— Begin Extracted entries —

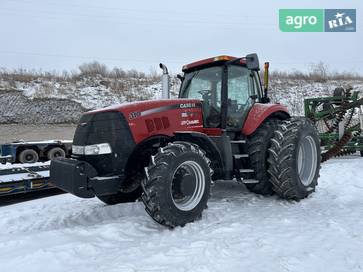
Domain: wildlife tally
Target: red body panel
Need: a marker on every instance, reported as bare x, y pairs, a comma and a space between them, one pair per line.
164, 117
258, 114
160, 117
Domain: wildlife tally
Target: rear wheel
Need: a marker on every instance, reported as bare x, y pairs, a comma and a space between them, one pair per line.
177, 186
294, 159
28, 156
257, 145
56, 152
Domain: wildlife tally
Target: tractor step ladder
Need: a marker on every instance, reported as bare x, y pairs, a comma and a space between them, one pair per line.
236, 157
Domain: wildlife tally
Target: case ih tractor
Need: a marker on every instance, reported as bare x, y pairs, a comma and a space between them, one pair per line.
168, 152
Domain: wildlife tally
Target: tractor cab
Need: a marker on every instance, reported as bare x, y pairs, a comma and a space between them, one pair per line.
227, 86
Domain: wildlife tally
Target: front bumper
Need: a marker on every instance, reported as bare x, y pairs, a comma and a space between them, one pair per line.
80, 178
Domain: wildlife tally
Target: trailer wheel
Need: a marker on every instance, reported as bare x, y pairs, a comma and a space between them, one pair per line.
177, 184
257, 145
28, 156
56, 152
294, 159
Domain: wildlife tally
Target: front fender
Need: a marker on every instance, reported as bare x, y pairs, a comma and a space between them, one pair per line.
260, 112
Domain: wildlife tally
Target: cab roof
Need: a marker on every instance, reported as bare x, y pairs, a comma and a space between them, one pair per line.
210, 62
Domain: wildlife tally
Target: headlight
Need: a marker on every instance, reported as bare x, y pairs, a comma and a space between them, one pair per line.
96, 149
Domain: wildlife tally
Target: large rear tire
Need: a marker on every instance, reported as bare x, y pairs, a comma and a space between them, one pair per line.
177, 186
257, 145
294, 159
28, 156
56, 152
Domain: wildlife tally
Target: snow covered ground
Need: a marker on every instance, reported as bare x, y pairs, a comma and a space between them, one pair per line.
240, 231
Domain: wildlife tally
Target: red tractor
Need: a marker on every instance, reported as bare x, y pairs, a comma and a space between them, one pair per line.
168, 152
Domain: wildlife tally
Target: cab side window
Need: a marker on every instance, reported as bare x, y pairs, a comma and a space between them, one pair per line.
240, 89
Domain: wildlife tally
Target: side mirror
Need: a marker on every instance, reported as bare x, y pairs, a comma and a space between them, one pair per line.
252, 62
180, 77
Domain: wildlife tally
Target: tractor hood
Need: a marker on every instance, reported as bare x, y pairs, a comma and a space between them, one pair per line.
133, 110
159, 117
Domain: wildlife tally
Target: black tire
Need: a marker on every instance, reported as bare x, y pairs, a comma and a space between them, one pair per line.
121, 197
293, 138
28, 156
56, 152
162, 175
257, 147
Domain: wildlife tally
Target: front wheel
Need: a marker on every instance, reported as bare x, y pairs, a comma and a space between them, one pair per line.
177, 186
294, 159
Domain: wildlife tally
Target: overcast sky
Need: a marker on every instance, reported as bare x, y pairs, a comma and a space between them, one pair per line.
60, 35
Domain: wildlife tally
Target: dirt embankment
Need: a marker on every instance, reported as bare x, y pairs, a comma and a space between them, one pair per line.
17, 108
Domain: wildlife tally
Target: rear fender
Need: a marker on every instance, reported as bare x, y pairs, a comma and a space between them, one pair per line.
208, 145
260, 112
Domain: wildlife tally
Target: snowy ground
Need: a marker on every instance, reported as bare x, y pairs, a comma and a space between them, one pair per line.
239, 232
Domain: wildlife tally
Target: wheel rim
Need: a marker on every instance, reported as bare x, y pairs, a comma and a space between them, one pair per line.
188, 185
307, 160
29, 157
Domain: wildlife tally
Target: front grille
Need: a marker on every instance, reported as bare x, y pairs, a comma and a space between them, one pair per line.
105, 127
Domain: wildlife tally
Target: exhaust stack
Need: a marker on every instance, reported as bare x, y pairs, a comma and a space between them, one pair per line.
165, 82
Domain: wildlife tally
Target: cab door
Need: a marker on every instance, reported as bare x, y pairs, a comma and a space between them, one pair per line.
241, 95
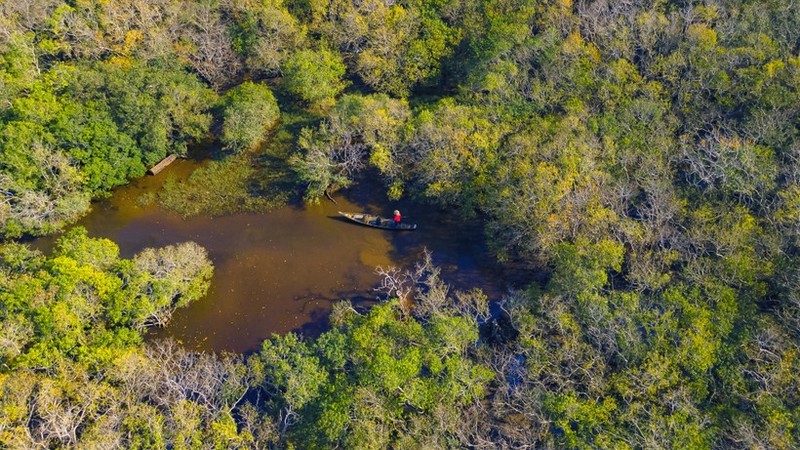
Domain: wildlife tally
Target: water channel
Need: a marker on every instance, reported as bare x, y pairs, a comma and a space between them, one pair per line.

— End Extracted entries —
— Begin Extracted entries —

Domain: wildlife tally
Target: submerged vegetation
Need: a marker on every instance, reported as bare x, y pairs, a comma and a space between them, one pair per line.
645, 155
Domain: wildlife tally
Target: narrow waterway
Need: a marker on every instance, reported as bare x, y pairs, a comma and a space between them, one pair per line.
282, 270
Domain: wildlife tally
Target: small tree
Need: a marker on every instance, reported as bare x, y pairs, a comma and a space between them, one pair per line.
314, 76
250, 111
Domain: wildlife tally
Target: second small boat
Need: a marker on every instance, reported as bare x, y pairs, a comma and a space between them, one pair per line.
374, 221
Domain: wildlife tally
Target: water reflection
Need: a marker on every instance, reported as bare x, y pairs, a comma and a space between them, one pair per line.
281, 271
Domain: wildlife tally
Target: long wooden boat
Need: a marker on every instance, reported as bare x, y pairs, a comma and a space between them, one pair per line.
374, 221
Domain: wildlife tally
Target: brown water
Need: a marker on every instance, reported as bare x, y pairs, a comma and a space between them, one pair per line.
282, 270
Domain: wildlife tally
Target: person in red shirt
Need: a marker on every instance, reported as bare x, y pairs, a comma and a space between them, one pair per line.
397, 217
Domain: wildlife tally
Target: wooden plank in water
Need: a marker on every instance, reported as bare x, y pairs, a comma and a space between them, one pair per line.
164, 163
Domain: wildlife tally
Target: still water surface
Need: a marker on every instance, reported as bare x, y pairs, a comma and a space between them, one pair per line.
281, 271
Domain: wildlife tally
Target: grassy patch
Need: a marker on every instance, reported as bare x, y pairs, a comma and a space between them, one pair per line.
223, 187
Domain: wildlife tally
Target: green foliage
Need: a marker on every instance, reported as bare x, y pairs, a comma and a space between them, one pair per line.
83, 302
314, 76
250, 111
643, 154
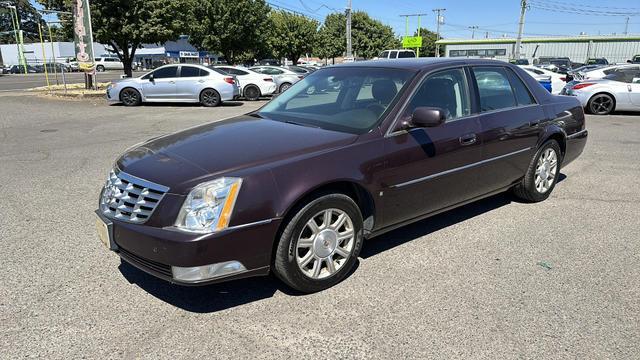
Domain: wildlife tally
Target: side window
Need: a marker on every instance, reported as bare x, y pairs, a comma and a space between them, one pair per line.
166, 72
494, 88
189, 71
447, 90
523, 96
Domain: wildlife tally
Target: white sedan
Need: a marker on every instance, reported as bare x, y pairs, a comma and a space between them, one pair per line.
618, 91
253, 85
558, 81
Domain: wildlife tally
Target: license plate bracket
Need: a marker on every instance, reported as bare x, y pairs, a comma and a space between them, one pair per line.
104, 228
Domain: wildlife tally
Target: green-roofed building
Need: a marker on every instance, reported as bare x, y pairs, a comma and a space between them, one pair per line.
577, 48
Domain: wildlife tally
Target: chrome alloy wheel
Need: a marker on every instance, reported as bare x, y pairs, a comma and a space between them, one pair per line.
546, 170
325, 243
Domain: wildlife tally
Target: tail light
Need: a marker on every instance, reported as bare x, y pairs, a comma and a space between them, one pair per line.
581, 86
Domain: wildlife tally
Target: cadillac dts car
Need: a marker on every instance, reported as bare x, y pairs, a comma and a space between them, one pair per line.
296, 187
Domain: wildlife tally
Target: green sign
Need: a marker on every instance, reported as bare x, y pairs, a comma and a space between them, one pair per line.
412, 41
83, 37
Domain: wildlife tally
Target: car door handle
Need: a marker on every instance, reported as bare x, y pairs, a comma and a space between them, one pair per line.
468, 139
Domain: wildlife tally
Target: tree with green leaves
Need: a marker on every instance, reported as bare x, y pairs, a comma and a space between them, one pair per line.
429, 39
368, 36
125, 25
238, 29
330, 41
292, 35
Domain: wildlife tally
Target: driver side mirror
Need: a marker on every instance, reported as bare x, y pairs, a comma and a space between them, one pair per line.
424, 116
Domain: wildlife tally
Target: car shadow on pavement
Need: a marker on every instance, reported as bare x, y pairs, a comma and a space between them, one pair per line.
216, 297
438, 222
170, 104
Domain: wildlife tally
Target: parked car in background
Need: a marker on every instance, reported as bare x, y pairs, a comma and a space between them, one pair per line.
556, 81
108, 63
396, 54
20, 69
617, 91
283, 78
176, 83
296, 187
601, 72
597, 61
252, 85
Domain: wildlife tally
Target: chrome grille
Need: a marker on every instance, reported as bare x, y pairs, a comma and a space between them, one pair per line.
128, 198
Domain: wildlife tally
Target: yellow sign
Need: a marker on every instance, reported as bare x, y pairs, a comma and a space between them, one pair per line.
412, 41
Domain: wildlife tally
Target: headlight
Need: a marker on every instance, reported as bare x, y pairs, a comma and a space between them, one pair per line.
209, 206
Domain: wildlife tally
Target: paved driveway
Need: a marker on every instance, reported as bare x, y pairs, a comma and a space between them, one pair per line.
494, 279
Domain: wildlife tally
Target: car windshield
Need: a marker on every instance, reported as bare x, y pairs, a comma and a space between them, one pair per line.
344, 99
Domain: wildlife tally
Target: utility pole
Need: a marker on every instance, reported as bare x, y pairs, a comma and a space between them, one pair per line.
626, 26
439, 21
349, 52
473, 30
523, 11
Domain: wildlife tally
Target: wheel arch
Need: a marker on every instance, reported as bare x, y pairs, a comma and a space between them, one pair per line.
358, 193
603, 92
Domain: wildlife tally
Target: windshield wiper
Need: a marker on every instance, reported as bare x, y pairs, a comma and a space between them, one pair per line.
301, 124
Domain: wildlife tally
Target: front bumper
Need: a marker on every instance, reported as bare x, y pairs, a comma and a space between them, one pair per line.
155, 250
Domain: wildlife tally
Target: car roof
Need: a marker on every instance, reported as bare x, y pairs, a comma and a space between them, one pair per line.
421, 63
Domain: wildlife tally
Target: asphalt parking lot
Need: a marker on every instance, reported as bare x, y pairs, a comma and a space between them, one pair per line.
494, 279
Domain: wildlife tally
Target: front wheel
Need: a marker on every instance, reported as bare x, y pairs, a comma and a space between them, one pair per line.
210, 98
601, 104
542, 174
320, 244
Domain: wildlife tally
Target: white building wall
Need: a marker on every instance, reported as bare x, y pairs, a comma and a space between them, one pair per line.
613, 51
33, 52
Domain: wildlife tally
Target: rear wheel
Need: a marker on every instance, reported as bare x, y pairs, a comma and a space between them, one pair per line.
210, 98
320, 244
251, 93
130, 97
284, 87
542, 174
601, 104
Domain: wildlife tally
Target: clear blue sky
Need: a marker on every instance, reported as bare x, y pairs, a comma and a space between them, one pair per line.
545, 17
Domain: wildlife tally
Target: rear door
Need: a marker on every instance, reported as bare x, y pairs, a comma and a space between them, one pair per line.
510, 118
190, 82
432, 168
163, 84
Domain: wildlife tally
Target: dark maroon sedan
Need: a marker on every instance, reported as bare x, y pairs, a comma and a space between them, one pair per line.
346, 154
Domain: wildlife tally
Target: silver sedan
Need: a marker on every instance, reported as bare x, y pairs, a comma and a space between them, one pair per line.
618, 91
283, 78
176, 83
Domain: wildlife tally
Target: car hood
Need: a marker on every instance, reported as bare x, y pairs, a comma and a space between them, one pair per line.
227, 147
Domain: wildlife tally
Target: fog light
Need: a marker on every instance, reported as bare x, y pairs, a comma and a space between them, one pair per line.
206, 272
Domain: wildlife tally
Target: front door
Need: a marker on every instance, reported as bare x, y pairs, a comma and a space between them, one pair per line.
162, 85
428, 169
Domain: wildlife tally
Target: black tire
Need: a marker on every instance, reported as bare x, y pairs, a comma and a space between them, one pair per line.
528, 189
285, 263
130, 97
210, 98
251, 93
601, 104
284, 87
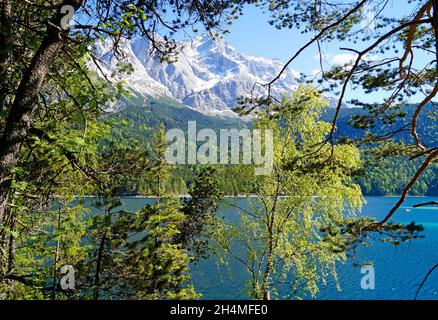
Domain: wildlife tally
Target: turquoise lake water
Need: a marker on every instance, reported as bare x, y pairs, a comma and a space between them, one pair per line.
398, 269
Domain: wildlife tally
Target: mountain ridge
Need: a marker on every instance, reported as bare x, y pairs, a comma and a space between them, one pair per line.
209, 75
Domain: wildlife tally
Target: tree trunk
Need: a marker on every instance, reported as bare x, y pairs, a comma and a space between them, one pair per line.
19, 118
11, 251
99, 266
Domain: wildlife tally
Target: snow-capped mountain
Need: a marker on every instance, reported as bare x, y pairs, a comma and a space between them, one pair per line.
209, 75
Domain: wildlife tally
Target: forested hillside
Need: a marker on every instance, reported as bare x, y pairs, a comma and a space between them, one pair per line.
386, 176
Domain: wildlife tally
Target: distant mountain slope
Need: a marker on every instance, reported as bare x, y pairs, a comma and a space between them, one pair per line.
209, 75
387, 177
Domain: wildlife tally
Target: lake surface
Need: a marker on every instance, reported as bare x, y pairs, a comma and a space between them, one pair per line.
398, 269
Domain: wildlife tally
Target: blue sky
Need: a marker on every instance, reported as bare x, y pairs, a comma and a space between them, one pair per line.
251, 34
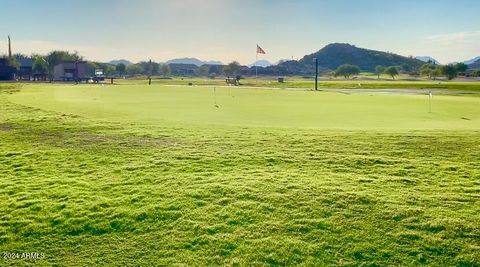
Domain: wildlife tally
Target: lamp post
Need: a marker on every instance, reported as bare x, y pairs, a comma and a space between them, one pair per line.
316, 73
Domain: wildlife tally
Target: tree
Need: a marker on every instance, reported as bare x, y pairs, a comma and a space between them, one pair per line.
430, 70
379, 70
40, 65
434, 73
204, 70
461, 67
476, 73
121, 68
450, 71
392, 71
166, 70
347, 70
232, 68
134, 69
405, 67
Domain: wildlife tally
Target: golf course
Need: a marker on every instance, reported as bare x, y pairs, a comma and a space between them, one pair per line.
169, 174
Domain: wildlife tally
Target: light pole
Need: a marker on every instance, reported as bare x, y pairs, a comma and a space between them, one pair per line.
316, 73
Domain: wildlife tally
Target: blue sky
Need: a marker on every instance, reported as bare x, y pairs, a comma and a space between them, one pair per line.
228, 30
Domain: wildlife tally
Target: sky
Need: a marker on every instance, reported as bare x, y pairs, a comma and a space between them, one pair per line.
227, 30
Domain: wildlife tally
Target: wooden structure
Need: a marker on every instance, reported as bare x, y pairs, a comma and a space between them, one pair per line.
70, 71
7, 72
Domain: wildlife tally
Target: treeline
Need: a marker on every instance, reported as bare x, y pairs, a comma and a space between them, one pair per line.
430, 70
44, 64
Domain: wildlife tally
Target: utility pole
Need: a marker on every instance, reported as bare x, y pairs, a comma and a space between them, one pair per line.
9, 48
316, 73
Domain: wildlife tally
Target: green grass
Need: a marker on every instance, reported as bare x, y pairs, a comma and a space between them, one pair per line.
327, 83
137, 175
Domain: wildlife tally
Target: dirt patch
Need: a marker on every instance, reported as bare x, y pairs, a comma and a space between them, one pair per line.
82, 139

— End Extracted entries —
— Begin Extracted entries —

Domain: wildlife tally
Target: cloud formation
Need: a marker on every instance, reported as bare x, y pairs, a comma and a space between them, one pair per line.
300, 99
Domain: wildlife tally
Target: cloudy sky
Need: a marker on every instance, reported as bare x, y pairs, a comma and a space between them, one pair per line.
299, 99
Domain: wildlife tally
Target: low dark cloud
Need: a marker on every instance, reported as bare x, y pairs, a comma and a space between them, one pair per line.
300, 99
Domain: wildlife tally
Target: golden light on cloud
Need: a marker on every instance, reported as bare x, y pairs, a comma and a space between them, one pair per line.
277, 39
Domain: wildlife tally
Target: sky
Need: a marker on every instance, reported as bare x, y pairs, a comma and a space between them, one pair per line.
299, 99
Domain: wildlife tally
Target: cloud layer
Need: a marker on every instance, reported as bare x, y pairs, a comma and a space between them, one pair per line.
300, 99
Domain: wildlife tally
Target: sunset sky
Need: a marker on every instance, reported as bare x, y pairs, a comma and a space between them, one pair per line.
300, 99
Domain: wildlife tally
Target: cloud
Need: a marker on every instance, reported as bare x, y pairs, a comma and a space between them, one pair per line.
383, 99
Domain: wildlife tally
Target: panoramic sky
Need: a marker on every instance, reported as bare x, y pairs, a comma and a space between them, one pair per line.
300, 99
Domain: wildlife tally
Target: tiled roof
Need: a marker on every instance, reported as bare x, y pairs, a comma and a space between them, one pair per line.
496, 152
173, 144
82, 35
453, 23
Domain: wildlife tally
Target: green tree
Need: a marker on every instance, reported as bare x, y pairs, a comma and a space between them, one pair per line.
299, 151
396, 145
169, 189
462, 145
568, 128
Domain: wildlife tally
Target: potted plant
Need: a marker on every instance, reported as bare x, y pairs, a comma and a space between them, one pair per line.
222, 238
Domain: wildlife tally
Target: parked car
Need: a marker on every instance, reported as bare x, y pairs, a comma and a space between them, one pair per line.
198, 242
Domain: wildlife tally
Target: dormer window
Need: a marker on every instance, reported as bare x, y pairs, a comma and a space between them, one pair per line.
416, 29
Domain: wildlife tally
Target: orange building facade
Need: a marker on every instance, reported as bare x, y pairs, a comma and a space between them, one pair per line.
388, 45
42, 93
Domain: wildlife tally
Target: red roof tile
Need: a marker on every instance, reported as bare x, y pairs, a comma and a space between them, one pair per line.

— End Extracted entries —

* [Problem requirements]: Please pick out every line in the records above that contains the word "mirror" and copy each of those lines in full. Treat the match as case-sensitive.

* [Result]:
Target: side mirror
Target: driver side mirror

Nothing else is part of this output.